Tumor-feeding artery diameter reduction is associated with improved short-term effect of hepatic arterial infusion chemotherapy plus lenvatinib treatment

Figure 1 Reconstruction and measurement of the hepatic arteries. A: The thickest branch of tumor-feeding arteries generated from the right hepatic artery; B: Three-dimensional reconstruction of hepatic arteries in an image post-processing workstation and the adjustment of center line (arrows) on multiple layers; C: The hepatic artery diameters are measured automatically by drawing the region of interest. F1-5, the opening of the common hepatic artery, the proper hepatic artery, the left hepatic artery, the right hepatic artery and the tumor-feeding artery.

Figure 2 Shrinkage of the hepatic artery diameters in patient with unresectable hepatocellular carcinoma after treatment with hepatic arterial infusion chemotherapy plus lenvatinib. A-C: Digital subtraction angiography performed before treatment (A), after 1 (B) and 2 (C) mo of treatment; D-H: Bars represent the vessel diameters before treatment, at 1 and 2 mo after treatment. P-values are calculated using the mixed linear model for repeated measured data. ^cP < 0.001. NS: Not significant (P > 0.05); CHA: Common hepatic artery; PHA: Proper hepatic artery; LHA: Left hepatic artery; RHA: Right hepatic artery; TFA: Tumor-feeding artery.

Problem to solve:
Answer these questions about the figure captions above.
1. According to Figure 1, from which artery does the thickest tumor-feeding branch arise?
2. At what points was digital subtraction angiography performed in Figure 2?
3. Which method was used to calculate the P-values in Figure 2?
The data that come next have nothing to do with the figure captions.

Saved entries
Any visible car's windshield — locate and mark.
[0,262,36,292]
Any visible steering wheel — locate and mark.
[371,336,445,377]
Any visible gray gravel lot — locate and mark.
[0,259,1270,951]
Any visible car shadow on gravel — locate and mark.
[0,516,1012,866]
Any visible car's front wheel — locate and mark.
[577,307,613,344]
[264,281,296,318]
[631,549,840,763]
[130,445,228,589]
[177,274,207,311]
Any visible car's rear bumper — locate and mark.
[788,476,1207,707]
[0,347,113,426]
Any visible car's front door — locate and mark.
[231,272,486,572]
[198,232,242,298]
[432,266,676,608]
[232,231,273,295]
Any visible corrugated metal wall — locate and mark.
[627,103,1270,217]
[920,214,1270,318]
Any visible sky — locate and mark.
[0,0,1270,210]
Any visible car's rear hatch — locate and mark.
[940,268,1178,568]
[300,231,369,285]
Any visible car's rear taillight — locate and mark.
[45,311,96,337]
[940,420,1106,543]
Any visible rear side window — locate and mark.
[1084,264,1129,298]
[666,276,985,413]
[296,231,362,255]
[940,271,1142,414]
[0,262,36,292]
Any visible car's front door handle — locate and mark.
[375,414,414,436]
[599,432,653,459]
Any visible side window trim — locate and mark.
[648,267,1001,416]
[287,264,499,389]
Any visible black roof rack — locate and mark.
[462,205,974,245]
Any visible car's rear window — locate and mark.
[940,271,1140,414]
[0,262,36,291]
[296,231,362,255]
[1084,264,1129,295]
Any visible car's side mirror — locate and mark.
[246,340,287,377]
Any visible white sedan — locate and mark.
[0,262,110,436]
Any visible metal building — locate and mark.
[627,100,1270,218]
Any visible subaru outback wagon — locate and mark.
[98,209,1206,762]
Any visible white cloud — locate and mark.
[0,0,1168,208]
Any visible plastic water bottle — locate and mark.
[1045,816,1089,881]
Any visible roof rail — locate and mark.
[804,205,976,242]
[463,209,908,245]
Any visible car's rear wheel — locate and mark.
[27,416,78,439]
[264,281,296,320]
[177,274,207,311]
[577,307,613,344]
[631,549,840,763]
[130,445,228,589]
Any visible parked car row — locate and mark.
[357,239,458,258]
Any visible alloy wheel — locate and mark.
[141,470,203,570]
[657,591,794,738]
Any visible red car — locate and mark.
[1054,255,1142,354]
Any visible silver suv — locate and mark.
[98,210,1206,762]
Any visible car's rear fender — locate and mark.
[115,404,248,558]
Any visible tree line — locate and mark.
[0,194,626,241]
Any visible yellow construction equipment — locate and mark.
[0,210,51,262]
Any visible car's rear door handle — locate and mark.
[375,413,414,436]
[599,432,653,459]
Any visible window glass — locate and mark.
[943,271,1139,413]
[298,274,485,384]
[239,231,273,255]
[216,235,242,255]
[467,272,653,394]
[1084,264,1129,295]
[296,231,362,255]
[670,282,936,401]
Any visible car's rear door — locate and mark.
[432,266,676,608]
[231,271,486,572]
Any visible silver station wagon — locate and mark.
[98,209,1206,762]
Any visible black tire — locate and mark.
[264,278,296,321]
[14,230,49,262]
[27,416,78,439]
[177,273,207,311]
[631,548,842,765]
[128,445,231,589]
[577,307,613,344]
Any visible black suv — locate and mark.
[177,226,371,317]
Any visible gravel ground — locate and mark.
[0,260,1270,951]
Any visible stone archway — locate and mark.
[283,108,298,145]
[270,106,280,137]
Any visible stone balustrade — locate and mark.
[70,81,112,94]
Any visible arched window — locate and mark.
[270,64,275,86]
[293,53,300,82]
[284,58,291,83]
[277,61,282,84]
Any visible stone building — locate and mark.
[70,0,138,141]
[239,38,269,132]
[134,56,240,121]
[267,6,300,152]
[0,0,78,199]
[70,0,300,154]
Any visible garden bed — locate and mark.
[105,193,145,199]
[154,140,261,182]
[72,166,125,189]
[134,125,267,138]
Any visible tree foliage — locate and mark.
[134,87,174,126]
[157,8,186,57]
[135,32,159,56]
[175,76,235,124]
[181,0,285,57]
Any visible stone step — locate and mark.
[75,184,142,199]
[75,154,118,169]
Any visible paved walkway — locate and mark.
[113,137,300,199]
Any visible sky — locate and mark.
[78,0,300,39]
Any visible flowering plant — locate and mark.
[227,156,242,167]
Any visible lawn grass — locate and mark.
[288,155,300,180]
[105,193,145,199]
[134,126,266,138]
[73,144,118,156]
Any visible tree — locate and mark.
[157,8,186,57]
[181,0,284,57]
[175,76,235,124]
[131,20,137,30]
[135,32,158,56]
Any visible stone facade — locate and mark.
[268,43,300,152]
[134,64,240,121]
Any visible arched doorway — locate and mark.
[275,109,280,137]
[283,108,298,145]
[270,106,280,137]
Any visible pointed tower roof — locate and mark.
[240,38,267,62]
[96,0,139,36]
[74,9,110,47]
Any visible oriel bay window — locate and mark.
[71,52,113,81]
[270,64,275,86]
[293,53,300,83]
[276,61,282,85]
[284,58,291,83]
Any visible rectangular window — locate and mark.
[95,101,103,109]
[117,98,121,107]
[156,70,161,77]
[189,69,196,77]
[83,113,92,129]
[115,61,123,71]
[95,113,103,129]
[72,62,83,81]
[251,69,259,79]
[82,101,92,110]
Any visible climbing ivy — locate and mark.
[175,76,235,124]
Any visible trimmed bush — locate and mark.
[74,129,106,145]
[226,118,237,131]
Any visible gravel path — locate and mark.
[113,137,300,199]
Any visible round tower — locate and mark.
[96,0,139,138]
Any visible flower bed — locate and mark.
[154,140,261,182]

Answer space:
1. The right hepatic artery.
2. Before treatment and after 1 and 2 months of treatment.
3. The mixed linear model for repeated measured data.